_Text section_
= = = = =

Several environmental and worker activist groups are suing the government over its approval of a controversial animal feed additive, which they claim is unsafe. 

Two separate lawsuits were filed against the FDA last month in the U.S. District Court for the Northern District of California, by the Center for Food Safety, Center for Biological Diversity, the Humane Society, the United Farm Workers of America, and the Sierra Club.

The complaints challenge the FDA’s 2008 and 2014 approvals of 11 drugs using ractopamine as the active ingredient in animal feed. The groups say the drug approvals were issued without adequate testing, research or a full examination of ractopamine side effects on people, animals, and the environment. In addition, the lawsuits indicate the approval does not comply with the National Environmental Policy Act (NEPA).

The plaintiffs allege the FDA did not conduct an environmental analysis, relying solely on cursory environmental assessments developed by the pharmaceutical industry. The groups that filed the lawsuits maintain that the agency never conducted a broad look at how the drug affected public health and the environment, including the effects of the drug on threatened and endangered species.

= = = = =

_Record extracts_
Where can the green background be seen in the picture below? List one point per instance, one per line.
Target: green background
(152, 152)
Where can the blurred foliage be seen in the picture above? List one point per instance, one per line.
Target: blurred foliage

= = = = =

_What to work on_
Answer these questions using the text on the ractopamine lawsuits:
1. In which court were the two lawsuits filed?
2. How many drugs with ractopamine as the active ingredient had approvals that the complaints challenge?
3. According to the plaintiffs, who developed the environmental assessments that the FDA relied on?
None of the items are needed for this work.

_Reply_
1. The U.S. District Court for the Northern District of California.
2. 11 drugs.
3. The pharmaceutical industry.